> [THE DATA]:

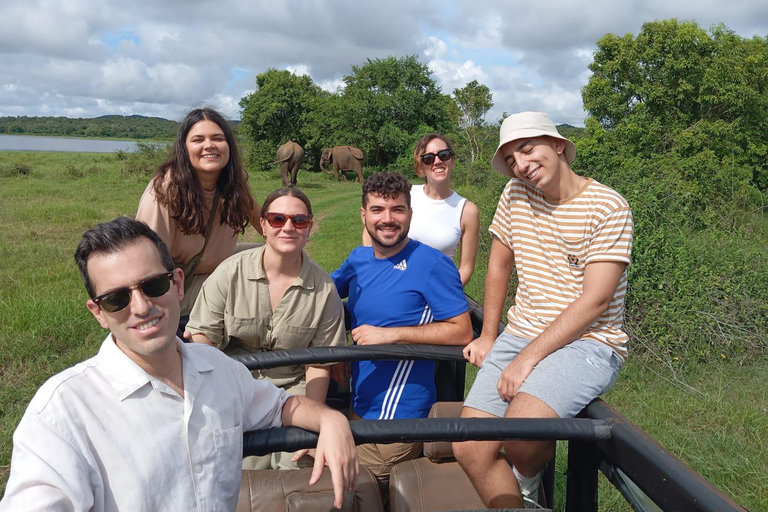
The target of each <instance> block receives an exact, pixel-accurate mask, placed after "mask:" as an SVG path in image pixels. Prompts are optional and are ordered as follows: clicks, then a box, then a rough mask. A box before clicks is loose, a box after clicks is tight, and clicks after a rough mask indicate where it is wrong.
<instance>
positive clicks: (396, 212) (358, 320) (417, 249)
mask: <svg viewBox="0 0 768 512" xmlns="http://www.w3.org/2000/svg"><path fill="white" fill-rule="evenodd" d="M411 215H412V211H411V184H410V183H409V182H408V180H407V179H406V177H405V176H403V175H402V174H399V173H394V172H380V173H376V174H374V175H372V176H371V177H370V178H369V179H368V180H367V181H366V182H365V183H364V184H363V206H362V208H361V209H360V216H361V218H362V220H363V224H364V225H365V229H366V231H367V232H368V234H369V235H370V237H371V240H372V243H373V245H372V246H369V247H365V246H361V247H358V248H356V249H354V250H353V251H352V252H351V253H350V255H349V257H348V258H347V259H346V261H344V263H343V264H342V265H341V267H339V269H338V270H336V271H335V272H334V273H333V274H332V275H331V277H332V278H333V280H334V282H335V283H336V288H337V289H338V291H339V295H340V296H341V297H342V298H345V297H349V301H348V303H347V306H348V309H349V312H350V314H351V317H352V331H351V333H352V339H353V340H354V341H355V343H356V344H358V345H375V344H379V345H382V344H396V343H401V344H422V343H423V344H430V345H461V346H465V345H466V344H467V343H469V342H470V341H471V340H472V325H471V322H470V319H469V311H468V307H467V301H466V299H465V298H464V290H463V288H462V286H461V279H460V276H459V272H458V269H457V268H456V266H455V265H454V264H453V262H452V261H451V260H450V259H448V258H447V257H446V256H445V255H443V254H442V253H441V252H440V251H438V250H436V249H433V248H431V247H429V246H427V245H424V244H422V243H420V242H417V241H416V240H411V239H409V238H408V229H409V227H410V223H411ZM434 369H435V363H434V362H432V361H360V362H356V363H353V364H352V387H353V397H352V407H353V413H354V416H353V417H354V418H356V419H394V418H398V419H400V418H425V417H426V416H427V414H428V413H429V409H430V407H431V406H432V404H433V403H434V402H435V383H434ZM420 452H421V444H420V443H396V444H387V445H382V444H370V445H362V446H358V455H359V457H360V462H361V463H362V464H364V465H366V466H368V467H369V468H370V469H371V470H372V471H373V472H374V473H375V474H376V476H377V477H378V479H379V483H380V486H381V487H382V490H385V489H386V486H387V485H388V482H389V472H390V470H391V467H392V466H393V465H394V464H397V463H398V462H401V461H403V460H408V459H412V458H415V457H418V456H419V454H420ZM384 496H386V493H384Z"/></svg>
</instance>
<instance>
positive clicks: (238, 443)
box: [213, 423, 243, 501]
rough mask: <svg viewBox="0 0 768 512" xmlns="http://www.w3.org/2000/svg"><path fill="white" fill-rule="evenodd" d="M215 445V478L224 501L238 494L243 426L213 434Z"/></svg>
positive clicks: (233, 427)
mask: <svg viewBox="0 0 768 512" xmlns="http://www.w3.org/2000/svg"><path fill="white" fill-rule="evenodd" d="M213 437H214V442H215V444H216V477H217V480H218V482H219V489H221V491H222V492H221V494H220V496H221V497H222V499H223V500H224V501H227V500H230V499H231V498H232V497H233V496H236V495H237V493H238V492H240V479H241V477H242V473H241V472H242V466H243V425H242V423H241V424H240V425H238V426H236V427H233V428H229V429H226V430H220V431H218V432H216V433H215V434H214V436H213Z"/></svg>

> [DIRECTIVE]:
Quote every entry above line for line, leaving out the pictures.

> [WRITTEN ANSWER]:
The target of each <instance> block receives an exact, pixel-accurate mask, placed after "mask:" as an SVG path in image pixels. Prompts are optional and are ordered as follows: clicks, then a box, then a rough mask. A box before clicks is loose, a box after clicks is tight, and clicks after a rough mask indicate where it is wrong.
<instance>
positive clicks: (396, 212) (358, 320) (417, 249)
mask: <svg viewBox="0 0 768 512" xmlns="http://www.w3.org/2000/svg"><path fill="white" fill-rule="evenodd" d="M411 215H412V211H411V184H410V183H409V182H408V180H407V179H406V177H405V176H403V175H402V174H399V173H394V172H380V173H376V174H374V175H372V176H371V177H370V178H369V179H368V180H367V181H366V182H365V183H364V184H363V206H362V208H361V209H360V216H361V218H362V220H363V224H364V225H365V229H366V231H367V232H368V234H369V235H370V237H371V240H372V243H373V245H372V246H369V247H365V246H361V247H358V248H356V249H354V250H353V251H352V252H351V253H350V255H349V257H348V258H347V259H346V261H344V263H343V264H342V265H341V267H339V269H338V270H336V271H335V272H334V273H333V274H332V275H331V277H332V278H333V280H334V282H335V283H336V288H337V289H338V291H339V295H340V296H341V297H342V298H345V297H349V301H348V303H347V306H348V309H349V312H350V314H351V317H352V331H351V333H352V339H353V340H354V341H355V343H356V344H358V345H375V344H379V345H382V344H396V343H401V344H422V343H423V344H430V345H461V346H465V345H466V344H467V343H469V342H470V341H471V340H472V325H471V322H470V319H469V311H468V307H467V301H466V299H465V298H464V290H463V288H462V286H461V279H460V276H459V272H458V269H457V268H456V266H455V265H454V264H453V262H452V261H451V260H450V259H448V258H447V257H446V256H445V255H443V254H442V253H441V252H440V251H438V250H436V249H433V248H431V247H429V246H427V245H424V244H422V243H420V242H417V241H416V240H411V239H409V238H408V229H409V227H410V223H411ZM434 369H435V363H434V362H432V361H360V362H356V363H353V364H352V387H353V397H352V407H353V413H354V416H353V417H354V418H356V419H394V418H398V419H400V418H425V417H426V416H427V414H428V413H429V409H430V407H431V406H432V404H433V403H434V402H435V383H434ZM420 452H421V444H420V443H396V444H387V445H382V444H370V445H362V446H358V455H359V457H360V462H361V463H362V464H364V465H366V466H368V467H369V468H370V469H371V470H372V471H373V472H374V473H375V474H376V476H377V477H378V479H379V483H380V486H381V487H382V490H385V489H386V486H387V485H388V482H389V472H390V470H391V467H392V466H393V465H394V464H397V463H398V462H401V461H403V460H408V459H412V458H415V457H418V456H419V454H420ZM384 496H386V493H384Z"/></svg>
</instance>
<instance>
positive clicks: (238, 443)
box: [213, 423, 243, 501]
rough mask: <svg viewBox="0 0 768 512" xmlns="http://www.w3.org/2000/svg"><path fill="white" fill-rule="evenodd" d="M215 445V478L224 501L238 494L243 426L213 434Z"/></svg>
positive clicks: (233, 427)
mask: <svg viewBox="0 0 768 512" xmlns="http://www.w3.org/2000/svg"><path fill="white" fill-rule="evenodd" d="M213 437H214V442H215V444H216V477H217V480H218V482H219V489H221V491H222V492H221V494H220V496H221V497H222V499H223V500H224V501H227V500H230V499H231V498H232V497H233V496H236V495H237V493H238V492H240V479H241V477H242V473H241V472H242V466H243V425H242V423H241V424H240V425H238V426H236V427H233V428H229V429H226V430H220V431H218V432H216V433H215V434H214V436H213Z"/></svg>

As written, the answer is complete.